[start]
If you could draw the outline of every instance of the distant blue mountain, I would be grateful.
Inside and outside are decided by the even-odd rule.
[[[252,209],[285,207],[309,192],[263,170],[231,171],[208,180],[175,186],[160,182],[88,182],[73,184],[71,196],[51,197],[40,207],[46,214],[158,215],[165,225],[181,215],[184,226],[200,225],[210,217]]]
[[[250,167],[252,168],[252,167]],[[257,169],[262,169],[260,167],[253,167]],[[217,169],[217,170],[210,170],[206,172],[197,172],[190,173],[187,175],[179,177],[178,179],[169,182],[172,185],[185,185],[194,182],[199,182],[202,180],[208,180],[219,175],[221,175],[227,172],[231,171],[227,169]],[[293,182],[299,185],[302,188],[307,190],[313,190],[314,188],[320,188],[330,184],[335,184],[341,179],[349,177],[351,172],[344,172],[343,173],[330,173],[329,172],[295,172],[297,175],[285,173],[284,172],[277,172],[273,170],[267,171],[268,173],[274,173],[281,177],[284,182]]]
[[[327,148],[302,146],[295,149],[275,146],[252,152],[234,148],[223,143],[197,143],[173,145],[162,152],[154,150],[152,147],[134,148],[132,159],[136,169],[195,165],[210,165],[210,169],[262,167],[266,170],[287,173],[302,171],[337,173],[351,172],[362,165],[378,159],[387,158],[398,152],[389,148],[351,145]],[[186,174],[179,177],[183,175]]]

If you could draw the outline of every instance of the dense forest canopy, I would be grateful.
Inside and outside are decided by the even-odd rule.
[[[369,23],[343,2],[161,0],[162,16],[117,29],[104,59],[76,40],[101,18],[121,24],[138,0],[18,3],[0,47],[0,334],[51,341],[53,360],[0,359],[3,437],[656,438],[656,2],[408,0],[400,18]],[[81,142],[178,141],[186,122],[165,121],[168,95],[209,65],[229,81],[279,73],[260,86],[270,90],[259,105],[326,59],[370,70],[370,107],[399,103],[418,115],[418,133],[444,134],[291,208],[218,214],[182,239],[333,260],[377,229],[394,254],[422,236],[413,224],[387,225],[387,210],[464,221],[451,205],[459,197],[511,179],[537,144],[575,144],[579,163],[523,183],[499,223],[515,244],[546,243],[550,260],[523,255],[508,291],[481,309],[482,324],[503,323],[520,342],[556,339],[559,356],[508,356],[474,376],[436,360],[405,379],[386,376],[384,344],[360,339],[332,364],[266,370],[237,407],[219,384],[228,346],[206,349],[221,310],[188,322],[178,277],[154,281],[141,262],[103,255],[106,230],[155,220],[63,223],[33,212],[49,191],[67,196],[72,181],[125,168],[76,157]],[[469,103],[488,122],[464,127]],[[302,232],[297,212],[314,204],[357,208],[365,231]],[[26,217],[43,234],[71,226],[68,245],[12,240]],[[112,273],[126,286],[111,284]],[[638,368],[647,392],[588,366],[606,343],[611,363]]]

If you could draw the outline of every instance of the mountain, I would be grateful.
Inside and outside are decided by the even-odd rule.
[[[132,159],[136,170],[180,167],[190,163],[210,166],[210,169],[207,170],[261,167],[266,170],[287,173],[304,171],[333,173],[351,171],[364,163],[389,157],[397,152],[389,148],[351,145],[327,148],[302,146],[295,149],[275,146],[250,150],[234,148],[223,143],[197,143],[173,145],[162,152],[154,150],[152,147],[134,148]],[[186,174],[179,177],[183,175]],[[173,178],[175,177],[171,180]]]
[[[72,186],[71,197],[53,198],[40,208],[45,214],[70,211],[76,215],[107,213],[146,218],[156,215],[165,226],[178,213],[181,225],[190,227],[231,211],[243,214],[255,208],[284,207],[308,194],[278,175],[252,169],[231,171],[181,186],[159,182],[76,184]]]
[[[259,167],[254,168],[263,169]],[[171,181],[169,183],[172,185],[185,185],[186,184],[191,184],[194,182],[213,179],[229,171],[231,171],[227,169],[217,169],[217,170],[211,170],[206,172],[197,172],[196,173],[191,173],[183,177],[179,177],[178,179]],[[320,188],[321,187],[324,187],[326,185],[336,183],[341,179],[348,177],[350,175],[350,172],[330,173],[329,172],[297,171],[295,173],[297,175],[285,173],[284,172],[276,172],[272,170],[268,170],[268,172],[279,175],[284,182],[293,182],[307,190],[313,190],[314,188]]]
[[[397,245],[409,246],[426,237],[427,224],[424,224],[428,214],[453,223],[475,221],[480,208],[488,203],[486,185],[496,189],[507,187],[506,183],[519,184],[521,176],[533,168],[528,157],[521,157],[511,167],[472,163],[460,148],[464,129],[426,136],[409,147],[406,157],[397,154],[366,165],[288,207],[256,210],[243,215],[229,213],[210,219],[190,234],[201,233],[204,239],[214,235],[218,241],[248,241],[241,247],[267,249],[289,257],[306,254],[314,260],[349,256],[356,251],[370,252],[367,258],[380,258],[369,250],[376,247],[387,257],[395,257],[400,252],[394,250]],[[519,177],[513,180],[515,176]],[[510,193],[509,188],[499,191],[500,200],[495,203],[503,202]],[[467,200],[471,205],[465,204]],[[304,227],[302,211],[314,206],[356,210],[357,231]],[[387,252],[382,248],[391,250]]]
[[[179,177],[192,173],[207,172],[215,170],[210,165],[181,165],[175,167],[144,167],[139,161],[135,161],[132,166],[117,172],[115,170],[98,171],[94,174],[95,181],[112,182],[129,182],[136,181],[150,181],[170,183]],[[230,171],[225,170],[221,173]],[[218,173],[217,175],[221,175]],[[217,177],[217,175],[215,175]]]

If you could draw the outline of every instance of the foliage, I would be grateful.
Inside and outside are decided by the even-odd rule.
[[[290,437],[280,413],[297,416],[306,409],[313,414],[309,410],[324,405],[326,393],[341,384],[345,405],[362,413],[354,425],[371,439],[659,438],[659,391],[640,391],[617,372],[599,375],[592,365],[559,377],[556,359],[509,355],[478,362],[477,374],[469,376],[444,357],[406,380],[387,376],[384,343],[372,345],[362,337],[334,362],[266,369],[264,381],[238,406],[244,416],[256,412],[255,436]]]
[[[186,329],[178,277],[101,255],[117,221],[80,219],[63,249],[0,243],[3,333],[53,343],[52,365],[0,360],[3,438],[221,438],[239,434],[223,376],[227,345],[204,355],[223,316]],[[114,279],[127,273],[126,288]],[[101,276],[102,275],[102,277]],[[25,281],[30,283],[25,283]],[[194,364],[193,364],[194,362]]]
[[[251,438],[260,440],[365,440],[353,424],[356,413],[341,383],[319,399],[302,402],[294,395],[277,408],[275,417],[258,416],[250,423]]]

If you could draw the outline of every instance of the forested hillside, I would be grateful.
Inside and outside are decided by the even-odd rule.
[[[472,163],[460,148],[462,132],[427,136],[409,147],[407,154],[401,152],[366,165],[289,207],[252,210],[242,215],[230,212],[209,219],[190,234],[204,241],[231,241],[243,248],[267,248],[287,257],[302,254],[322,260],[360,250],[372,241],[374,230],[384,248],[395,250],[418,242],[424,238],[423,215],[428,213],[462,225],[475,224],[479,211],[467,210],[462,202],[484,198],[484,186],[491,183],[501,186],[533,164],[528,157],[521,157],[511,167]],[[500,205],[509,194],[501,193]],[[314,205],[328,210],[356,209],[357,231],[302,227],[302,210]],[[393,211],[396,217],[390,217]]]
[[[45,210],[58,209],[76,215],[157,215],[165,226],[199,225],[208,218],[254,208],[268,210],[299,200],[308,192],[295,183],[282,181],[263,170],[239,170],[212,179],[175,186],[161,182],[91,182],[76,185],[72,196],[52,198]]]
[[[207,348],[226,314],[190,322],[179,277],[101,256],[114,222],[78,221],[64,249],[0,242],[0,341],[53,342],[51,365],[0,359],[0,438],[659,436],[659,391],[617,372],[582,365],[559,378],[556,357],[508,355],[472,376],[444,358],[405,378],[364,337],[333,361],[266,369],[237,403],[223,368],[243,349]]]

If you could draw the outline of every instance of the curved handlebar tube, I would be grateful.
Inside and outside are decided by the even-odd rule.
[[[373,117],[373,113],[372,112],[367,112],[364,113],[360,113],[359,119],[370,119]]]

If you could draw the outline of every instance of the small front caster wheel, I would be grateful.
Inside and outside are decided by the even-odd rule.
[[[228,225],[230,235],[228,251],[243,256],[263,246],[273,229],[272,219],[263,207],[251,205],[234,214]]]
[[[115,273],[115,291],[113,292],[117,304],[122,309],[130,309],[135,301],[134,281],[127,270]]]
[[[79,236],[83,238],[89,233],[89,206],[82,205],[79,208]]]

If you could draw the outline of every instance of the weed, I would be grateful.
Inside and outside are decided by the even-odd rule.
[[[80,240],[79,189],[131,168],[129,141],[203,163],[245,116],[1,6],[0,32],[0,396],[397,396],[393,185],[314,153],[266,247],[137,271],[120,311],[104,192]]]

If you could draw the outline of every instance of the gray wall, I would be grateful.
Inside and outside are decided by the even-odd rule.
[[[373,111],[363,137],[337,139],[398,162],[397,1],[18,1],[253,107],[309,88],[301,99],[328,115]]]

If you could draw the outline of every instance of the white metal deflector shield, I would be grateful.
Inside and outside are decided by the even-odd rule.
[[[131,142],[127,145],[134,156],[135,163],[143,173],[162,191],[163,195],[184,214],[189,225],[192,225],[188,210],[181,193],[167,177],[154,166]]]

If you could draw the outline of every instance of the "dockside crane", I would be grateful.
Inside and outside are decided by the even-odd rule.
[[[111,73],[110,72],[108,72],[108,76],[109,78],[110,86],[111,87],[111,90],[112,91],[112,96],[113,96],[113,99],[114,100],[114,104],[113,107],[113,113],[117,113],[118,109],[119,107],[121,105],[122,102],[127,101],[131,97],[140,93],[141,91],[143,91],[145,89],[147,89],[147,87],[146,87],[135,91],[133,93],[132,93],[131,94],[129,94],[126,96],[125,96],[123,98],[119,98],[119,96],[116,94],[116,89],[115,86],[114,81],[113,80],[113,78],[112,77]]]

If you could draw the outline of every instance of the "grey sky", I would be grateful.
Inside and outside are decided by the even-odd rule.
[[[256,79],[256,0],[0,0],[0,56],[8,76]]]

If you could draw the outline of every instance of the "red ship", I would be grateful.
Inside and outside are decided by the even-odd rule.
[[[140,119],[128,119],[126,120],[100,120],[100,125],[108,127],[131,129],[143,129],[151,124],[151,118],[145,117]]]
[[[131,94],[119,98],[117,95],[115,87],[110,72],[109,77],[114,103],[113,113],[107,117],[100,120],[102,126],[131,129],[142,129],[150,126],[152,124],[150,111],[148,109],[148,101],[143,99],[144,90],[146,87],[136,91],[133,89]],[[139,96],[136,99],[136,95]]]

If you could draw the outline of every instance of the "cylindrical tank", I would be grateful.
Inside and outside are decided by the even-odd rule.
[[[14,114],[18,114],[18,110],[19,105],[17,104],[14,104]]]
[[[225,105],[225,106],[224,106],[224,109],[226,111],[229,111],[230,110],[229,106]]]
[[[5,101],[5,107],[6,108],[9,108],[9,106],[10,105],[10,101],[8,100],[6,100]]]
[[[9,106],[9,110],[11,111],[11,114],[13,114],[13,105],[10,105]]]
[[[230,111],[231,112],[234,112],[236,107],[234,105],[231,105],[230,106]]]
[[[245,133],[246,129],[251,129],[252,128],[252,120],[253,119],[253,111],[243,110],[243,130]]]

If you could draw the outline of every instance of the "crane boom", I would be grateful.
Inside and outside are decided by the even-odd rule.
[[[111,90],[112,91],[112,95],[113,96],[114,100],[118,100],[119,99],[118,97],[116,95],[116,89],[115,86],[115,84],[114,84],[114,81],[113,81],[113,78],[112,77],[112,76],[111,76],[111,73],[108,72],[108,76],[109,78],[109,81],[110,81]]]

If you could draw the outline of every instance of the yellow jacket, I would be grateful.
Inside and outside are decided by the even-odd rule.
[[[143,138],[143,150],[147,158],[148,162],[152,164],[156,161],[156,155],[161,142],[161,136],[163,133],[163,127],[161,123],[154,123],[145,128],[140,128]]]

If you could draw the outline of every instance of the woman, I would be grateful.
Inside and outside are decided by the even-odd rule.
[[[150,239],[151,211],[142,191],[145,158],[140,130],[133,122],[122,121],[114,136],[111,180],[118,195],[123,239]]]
[end]
YOUR TASK: Please repeat the stretch from the line containing "woman, I would be grateful." through the end of the records, substituting "nonzero winding rule" for "even-odd rule" and leaving everything else unchanged.

THE SOLUTION:
If you could draw the outline of every instance of the woman, I would be grateful.
Inside and outside are decided by the nonzero winding rule.
[[[150,239],[151,211],[142,191],[145,158],[140,130],[133,122],[122,121],[114,136],[111,180],[118,195],[123,239]]]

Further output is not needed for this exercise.